** START **

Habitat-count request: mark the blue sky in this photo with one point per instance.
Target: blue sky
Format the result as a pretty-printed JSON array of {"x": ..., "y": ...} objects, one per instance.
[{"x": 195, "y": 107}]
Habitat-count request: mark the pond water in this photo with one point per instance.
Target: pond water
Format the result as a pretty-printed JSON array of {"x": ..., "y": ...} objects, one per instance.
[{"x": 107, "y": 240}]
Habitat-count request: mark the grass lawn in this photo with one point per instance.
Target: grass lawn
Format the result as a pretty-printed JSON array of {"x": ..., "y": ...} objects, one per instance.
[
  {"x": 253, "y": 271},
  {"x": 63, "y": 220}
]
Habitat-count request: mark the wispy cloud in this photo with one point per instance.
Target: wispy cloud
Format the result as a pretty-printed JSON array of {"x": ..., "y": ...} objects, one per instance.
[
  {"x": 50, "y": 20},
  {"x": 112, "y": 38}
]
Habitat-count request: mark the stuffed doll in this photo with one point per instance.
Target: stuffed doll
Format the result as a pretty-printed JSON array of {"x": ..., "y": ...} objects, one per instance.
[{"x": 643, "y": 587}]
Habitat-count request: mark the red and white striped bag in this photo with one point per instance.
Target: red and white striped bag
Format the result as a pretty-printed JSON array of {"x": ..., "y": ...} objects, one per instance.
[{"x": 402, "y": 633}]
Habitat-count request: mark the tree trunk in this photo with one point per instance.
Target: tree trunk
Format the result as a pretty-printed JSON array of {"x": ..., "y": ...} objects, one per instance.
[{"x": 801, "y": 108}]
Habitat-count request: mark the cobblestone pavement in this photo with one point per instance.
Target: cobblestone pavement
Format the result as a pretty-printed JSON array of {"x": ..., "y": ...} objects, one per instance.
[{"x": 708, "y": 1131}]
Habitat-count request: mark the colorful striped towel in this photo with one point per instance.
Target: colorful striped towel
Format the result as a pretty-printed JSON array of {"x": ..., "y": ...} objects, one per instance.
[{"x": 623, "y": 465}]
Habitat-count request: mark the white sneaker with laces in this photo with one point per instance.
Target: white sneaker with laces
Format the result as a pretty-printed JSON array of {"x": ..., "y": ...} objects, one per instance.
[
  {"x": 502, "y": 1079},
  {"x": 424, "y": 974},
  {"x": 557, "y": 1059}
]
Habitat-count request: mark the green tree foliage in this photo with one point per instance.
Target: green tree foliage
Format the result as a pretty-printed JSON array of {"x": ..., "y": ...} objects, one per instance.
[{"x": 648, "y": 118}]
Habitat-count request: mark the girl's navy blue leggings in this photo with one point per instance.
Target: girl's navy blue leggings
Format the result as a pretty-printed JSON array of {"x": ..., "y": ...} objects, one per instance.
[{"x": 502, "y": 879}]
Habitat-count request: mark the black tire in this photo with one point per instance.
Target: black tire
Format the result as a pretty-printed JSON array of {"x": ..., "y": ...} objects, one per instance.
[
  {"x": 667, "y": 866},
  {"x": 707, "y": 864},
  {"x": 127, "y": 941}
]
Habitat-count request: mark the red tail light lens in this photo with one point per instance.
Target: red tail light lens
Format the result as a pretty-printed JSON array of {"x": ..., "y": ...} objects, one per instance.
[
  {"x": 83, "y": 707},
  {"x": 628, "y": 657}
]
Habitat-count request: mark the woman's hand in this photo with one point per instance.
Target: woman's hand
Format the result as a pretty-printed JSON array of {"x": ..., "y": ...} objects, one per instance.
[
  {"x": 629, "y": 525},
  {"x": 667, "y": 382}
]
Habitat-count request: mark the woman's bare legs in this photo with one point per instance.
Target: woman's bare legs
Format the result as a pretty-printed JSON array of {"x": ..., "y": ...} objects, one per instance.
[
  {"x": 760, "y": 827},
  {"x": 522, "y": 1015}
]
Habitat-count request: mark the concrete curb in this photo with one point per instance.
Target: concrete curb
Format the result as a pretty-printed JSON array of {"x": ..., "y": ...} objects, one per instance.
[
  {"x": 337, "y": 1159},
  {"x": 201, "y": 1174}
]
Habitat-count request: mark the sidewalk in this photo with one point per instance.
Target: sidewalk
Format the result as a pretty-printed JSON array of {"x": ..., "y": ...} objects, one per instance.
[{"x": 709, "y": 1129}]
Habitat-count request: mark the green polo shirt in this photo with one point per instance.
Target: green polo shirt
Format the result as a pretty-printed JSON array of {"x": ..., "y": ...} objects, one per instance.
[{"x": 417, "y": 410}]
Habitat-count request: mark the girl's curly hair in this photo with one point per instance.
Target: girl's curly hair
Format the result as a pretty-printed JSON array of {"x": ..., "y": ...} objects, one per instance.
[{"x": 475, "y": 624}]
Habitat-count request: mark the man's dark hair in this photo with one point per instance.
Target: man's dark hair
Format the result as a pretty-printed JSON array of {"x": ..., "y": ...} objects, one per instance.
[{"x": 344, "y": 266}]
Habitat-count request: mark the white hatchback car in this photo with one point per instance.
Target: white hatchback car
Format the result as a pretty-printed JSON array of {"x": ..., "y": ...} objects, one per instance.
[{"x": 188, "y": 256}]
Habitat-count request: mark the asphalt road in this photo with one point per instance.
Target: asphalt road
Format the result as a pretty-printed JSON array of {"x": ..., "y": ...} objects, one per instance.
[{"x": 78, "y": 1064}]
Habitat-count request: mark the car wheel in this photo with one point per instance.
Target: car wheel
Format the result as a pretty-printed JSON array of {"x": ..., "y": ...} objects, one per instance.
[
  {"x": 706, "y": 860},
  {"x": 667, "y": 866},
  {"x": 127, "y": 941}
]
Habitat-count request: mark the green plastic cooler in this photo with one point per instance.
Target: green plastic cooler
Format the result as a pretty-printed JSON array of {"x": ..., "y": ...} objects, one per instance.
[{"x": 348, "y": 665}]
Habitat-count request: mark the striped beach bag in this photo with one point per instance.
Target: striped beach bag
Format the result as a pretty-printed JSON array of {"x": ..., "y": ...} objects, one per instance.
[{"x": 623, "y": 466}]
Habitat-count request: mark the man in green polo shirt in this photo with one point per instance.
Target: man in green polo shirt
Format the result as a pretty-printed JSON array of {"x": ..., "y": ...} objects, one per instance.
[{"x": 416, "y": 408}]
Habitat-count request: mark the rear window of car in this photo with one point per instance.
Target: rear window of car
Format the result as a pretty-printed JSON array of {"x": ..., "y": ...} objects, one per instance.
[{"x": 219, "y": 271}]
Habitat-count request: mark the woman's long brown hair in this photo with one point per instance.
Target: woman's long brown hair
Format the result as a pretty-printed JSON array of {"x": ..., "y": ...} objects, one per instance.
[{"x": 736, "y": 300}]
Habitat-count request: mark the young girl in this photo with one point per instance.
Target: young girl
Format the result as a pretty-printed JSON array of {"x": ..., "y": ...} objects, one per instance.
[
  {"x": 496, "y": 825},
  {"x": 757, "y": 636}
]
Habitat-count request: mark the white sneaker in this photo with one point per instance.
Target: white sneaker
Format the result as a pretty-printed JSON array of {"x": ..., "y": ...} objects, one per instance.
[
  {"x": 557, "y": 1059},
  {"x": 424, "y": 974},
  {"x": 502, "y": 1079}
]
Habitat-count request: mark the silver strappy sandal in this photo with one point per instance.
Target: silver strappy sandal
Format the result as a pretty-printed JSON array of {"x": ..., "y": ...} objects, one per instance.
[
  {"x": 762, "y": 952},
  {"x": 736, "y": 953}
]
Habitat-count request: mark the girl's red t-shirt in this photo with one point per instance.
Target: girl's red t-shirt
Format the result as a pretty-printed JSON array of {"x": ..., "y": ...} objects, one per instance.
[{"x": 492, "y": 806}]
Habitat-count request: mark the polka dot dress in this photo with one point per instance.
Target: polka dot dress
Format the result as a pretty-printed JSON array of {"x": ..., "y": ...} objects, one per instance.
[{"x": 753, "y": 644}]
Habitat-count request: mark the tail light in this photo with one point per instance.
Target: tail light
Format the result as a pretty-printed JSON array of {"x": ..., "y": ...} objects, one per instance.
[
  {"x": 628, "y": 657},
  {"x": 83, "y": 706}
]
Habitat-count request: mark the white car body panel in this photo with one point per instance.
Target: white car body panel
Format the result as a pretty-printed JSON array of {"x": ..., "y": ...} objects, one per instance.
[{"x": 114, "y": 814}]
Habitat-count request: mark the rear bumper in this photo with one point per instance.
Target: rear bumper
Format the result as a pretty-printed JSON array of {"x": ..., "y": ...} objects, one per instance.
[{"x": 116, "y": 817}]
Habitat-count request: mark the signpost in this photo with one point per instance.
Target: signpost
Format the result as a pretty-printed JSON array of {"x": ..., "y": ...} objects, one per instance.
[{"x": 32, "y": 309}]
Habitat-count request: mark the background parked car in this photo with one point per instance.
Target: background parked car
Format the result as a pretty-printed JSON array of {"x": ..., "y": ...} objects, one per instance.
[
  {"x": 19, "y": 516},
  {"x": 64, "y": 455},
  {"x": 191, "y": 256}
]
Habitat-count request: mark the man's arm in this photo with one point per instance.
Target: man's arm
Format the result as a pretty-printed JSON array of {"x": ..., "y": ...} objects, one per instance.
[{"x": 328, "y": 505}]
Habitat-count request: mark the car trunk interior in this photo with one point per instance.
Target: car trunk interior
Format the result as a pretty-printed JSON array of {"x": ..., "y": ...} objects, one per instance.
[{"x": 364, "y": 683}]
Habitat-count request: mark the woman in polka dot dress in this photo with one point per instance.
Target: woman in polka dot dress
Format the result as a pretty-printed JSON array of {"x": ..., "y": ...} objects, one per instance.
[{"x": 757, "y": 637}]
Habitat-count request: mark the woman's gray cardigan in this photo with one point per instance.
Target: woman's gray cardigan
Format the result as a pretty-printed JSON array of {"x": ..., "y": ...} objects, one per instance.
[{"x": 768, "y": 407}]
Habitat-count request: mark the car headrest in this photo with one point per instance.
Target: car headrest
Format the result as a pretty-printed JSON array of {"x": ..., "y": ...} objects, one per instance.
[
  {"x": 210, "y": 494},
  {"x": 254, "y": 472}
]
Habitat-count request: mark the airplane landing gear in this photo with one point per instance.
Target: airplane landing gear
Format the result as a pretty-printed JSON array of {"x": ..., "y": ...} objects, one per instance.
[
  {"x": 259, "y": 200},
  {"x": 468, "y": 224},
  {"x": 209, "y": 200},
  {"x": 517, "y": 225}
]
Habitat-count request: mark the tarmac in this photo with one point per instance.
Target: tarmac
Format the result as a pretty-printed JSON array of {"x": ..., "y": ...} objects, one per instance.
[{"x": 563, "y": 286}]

** END **

§ **What you will do**: Starting with the line containing "Habitat-count request: mark the airplane" and going on through the last of the rows, copy those lines again with "tarmac" replaced by "runway" and nothing else changed.

§ **Task answer**:
Habitat-count request: mark the airplane landing gear in this photo with one point per instance.
Target: airplane landing gear
Format the result as a pretty-printed JSON array of {"x": ..., "y": ...} objects, one per instance.
[
  {"x": 259, "y": 200},
  {"x": 468, "y": 224},
  {"x": 209, "y": 200},
  {"x": 517, "y": 225}
]
Habitat-count request: mark the runway in this photo with one point per instance.
Target: runway
Format the result as a pretty-printed JSON array of {"x": ..., "y": ...} objects, one per instance.
[{"x": 563, "y": 286}]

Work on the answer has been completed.